#### Excerpt:
We tried to show what the risk reduction would be if women followed a healthy lifestyle given their genetic profile, as defined by 92 different SNPs tied to breast cancer susceptibility, and a few other nonmodifiable factors like family history. And what we found was that women with the highest genetic risk could experience the biggest reduction in their absolute risk by modifying certain lifestyle factors.
That’s a very important observation since in the past many studies stopped at evaluating whether genetic and environmental factors jointly affected disease risk in a multiplicative fashion. They didn’t evaluate the consequences of such models for risk reduction. But because precision prevention is going to be a part of future precision medicine initiatives, we need to do more of these types of analyses to develop more individualized approaches to disease prevention.
It’s really important to understand that a healthy lifestyle has broad beneficial impact for everyone. But some women who have more risk due to genetic risk factors actually gain even more by making healthy lifestyle choices, which might have implications for motivating more people to do the right thing.
A healthy lifestyle has broad beneficial impact for everyone. But some women who have more risk due to genetic risk factors actually gain even more by making healthy lifestyle choices, which might have implications for motivating more people to do the right thing.
Do each of those modifiable, nongenetic risk factors carry the same weight?
No. In the paper, we considered the four factors simultaneously, and also one factor at a time. Altogether, we estimated that close to 28 percent of breast cancer is preventable if you follow a healthy choice for all of those four factors; but a lot of the benefit is going to come from reducing MHT, alcohol and BMI. MHT was the most important, then BMI, then alcohol and then smoking. Smoking has a much smaller effect on breast cancer, though it obviously has a much bigger effect on lung cancer and other cancers.
What implications could this have for recommendations about breast cancer screening?
The current recommendation by the U.S. Preventive Services Task Force is that women should start screening for breast cancer at age 50. But why do we use age alone to decide when a person should start screening? Age is the strongest risk factor for a lot of chronic diseases, including breast cancer; but there are a lot of other risk factors, like reproductive and lifestyle factors, family history and genetics. So a more rational approach would be to use age and other risk factors, as well.
We show that if you use those other risk factors, 16 percent of women will at age 40 have the same risk as a 50-year-old woman, and 30 percent of women at age 50 will have the same risk as a 40-year-old woman. So you can see that if we use this risk-based approach, then the formal recommendations are going to change substantially.
But we want to make sure that these risk models are validated first in independent studies. And we have to think about the cost. Age is easy, and nongenetic factors can be evaluated by a simple questionnaire. But a genetic test has a real cost.
Thanks to technology, however, the cost of genetic testing is going down dramatically. You can probably get those 92 SNPs tested for less than $50 now; and in the future, the economics will completely change, because genotyping and sequencing will become so cheap that this data will be routinely available for everybody. And the nice thing about genetic testing is that if you do the whole genome, you can use the same test to evaluate the risk of breast cancer, Type II diabetes and a whole bunch of other things. So there’s an economy of scale.
Could this kind of personalized, risk-based approach to screening and prevention in fact be used for other diseases?
Our study is the first of its kind, but it can be applied to any disease. It provides the intellectual framework for asking these kinds of public health-related questions, and for presenting the data in a way that can be used in a clinical setting.

#### Provided data:
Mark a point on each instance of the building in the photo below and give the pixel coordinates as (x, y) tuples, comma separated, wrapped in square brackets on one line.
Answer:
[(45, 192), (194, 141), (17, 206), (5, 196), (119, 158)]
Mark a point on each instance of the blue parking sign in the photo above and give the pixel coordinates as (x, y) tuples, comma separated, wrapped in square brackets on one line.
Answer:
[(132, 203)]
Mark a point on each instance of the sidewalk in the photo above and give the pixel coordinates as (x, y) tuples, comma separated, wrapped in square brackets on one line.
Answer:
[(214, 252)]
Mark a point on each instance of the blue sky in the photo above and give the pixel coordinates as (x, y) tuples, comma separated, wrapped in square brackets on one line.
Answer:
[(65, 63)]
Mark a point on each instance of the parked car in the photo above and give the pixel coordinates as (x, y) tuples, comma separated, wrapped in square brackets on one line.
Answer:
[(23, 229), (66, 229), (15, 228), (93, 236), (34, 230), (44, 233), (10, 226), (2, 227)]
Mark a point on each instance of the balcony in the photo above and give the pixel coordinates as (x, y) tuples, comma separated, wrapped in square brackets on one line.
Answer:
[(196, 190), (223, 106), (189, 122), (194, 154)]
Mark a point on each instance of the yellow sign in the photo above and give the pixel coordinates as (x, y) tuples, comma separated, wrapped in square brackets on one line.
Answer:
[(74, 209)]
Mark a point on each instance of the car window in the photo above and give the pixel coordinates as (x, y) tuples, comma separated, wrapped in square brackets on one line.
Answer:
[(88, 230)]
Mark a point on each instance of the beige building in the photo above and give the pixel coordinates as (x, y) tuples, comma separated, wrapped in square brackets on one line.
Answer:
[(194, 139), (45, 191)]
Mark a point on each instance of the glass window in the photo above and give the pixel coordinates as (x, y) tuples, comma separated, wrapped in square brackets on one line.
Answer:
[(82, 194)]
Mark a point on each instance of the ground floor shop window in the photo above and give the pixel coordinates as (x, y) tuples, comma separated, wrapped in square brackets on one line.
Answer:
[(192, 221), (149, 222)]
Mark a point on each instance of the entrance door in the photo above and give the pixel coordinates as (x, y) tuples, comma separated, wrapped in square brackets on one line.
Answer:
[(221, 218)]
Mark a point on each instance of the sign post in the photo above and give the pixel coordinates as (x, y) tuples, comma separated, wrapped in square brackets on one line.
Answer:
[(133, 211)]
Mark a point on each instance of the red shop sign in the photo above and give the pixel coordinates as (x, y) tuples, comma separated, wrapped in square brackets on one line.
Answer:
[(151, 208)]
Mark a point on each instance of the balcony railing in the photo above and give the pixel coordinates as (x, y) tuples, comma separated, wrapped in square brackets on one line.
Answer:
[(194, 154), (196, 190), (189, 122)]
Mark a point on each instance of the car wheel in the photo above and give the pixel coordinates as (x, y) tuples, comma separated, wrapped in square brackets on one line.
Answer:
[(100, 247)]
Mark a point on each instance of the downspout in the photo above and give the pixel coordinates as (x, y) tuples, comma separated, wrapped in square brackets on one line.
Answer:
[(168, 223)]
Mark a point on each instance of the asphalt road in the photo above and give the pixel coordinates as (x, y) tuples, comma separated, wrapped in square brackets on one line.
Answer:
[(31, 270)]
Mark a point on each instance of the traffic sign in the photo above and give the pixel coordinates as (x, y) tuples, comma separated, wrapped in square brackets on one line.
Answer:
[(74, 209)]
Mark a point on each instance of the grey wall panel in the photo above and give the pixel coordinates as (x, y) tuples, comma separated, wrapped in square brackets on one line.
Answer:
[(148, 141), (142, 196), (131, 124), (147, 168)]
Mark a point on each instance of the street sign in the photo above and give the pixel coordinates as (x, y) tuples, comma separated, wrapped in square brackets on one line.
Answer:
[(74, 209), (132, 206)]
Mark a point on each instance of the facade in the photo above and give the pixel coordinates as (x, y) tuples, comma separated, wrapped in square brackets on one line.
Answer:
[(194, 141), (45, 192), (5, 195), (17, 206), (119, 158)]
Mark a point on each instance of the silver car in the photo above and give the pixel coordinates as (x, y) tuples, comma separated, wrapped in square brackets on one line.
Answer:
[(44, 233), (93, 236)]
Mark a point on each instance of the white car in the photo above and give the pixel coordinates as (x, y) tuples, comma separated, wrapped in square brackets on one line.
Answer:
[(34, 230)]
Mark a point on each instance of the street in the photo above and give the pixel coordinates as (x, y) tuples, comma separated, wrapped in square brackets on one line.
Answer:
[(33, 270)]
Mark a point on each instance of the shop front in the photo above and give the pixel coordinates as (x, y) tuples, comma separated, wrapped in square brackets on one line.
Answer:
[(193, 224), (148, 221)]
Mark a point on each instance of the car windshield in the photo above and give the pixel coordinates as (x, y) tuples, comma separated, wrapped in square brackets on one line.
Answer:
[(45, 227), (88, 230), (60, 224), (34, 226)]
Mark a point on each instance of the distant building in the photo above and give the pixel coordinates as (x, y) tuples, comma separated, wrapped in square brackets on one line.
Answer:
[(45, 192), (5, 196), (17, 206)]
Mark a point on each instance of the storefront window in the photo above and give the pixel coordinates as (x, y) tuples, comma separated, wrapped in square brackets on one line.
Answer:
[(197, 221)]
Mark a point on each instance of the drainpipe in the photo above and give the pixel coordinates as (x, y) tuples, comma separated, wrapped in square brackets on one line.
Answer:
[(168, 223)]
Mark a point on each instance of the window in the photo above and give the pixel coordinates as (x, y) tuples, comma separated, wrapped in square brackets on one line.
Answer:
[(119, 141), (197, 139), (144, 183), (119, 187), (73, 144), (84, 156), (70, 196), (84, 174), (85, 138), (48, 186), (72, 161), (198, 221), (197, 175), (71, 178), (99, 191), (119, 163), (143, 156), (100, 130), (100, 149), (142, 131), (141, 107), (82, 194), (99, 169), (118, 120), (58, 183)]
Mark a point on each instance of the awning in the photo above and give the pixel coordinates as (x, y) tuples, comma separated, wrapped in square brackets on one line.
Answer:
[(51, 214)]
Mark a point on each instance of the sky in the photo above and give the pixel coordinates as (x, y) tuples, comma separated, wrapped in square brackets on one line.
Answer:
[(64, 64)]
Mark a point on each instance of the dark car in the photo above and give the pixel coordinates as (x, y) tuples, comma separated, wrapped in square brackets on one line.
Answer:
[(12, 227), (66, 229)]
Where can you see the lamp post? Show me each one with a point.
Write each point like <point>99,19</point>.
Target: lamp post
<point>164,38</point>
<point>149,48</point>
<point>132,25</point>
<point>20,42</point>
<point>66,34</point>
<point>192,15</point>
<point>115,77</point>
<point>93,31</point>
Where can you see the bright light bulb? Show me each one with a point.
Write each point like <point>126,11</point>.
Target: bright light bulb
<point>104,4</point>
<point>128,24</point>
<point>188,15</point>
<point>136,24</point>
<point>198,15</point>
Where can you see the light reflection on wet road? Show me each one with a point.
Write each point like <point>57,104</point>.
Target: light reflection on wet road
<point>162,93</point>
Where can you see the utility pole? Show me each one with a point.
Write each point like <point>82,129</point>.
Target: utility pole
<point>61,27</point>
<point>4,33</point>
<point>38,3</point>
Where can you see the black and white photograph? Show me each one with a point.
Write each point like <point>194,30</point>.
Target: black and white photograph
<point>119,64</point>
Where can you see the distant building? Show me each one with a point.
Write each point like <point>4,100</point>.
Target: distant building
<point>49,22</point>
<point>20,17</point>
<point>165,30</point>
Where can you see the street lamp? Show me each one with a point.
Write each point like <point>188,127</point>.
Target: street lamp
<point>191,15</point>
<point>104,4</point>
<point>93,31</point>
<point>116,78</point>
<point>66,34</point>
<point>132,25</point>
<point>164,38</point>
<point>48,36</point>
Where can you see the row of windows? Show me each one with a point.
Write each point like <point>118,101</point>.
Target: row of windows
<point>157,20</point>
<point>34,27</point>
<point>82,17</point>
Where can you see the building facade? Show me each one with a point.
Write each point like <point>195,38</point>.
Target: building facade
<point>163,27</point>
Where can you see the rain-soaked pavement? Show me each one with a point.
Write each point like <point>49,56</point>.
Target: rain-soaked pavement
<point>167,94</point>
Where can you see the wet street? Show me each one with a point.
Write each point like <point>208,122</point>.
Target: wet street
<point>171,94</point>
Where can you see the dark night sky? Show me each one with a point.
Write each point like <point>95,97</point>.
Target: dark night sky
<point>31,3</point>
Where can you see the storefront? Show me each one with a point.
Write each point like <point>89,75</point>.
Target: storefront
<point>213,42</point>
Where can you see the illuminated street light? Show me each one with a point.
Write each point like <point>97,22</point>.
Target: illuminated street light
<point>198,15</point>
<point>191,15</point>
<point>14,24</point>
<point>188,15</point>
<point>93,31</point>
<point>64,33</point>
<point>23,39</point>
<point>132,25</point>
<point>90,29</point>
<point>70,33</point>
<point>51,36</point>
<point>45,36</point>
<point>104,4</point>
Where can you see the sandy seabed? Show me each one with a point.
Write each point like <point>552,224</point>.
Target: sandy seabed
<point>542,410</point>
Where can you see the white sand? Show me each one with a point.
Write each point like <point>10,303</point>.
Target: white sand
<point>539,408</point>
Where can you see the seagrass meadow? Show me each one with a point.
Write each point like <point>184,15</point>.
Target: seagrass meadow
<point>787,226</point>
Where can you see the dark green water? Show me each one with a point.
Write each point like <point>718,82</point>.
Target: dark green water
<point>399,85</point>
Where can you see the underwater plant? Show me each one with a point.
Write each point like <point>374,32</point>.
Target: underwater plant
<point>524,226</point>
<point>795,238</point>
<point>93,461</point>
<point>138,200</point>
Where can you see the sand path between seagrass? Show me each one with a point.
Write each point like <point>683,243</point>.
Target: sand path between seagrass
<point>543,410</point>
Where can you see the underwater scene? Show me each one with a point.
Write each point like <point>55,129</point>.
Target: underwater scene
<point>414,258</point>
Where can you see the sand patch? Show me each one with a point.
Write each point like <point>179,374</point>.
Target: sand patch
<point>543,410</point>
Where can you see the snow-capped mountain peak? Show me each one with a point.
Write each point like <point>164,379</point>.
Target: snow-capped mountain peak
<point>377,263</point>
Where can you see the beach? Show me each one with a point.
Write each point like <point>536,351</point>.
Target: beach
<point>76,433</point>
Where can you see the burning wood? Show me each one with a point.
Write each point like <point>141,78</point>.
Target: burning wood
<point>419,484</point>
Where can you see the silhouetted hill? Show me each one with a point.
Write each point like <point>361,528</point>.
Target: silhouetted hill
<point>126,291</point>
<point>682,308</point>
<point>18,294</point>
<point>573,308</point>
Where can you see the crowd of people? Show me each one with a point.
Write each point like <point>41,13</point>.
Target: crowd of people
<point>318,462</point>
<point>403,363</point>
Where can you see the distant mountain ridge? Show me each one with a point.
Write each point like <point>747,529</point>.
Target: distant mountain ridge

#### Work instructions:
(a) Say whether each statement agrees with the breast cancer interview, answering yes or no and quoting the deciding words. (i) MHT was found to be the most important of the four modifiable factors. (ii) The genetic profile was defined by 50 SNPs. (iii) Women with the lowest genetic risk could gain the largest reduction in absolute risk.
(b) Copy out everything in the breast cancer interview from "We tried to" down to "to disease prevention.", substituting "additive" for "multiplicative".

#### Answers by item number:
(a)
(i) Yes: "MHT was the most important, then BMI, then alcohol and then smoking."
(ii) No: "as defined by 92 different SNPs tied to breast cancer susceptibility"
(iii) No: "women with the highest genetic risk could experience the biggest reduction in their absolute risk by modifying certain lifestyle factors"

(b)
We tried to show what the risk reduction would be if women followed a healthy lifestyle given their genetic profile, as defined by 92 different SNPs tied to breast cancer susceptibility, and a few other nonmodifiable factors like family history. And what we found was that women with the highest genetic risk could experience the biggest reduction in their absolute risk by modifying certain lifestyle factors.
That’s a very important observation since in the past many studies stopped at evaluating whether genetic and environmental factors jointly affected disease risk in a additive fashion. They didn’t evaluate the consequences of such models for risk reduction. But because precision prevention is going to be a part of future precision medicine initiatives, we need to do more of these types of analyses to develop more individualized approaches to disease prevention.